(OBJECTIVE)
Please rewrite the part of the rows that opens with the line containing "Player-spacing review: tag the laptop in" and closes with the last line of the rows, changing "instance" to "item" and keeping everything else the same.

>> BEGIN INFORMATION GIVEN

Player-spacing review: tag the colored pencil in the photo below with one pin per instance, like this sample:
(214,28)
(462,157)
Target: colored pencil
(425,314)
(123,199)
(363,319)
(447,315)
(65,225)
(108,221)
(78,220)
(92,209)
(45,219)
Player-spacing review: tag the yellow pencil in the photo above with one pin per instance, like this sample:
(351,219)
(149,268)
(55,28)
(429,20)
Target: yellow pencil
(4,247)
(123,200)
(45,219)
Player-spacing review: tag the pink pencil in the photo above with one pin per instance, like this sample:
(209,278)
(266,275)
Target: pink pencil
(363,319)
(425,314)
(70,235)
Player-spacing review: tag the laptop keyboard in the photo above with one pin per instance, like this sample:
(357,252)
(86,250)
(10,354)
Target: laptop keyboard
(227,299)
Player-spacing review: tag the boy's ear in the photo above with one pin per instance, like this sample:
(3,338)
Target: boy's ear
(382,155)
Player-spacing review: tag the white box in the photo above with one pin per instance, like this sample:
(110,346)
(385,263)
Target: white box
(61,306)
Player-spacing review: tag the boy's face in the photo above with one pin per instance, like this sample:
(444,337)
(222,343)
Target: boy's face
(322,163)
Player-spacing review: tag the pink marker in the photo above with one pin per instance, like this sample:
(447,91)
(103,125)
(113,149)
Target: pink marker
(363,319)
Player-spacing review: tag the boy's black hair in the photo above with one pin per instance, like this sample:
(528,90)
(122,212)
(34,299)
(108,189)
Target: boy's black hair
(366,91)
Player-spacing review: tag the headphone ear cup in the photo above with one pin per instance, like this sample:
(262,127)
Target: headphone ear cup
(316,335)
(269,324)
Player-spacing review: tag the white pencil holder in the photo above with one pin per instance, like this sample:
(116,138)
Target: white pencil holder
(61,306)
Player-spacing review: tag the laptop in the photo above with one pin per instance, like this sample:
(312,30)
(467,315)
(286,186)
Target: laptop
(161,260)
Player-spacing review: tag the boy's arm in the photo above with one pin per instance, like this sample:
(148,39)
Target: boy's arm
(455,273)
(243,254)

>> END INFORMATION GIVEN

(ANSWER TO THIS TASK)
Player-spacing review: tag the laptop in the photo above with one pin per item, like this sample:
(312,30)
(467,315)
(286,186)
Target: laptop
(161,260)
Player-spacing review: tag the boy's arm in the photo above with one pin per item, like this sample:
(148,39)
Target: boy's arm
(455,273)
(243,254)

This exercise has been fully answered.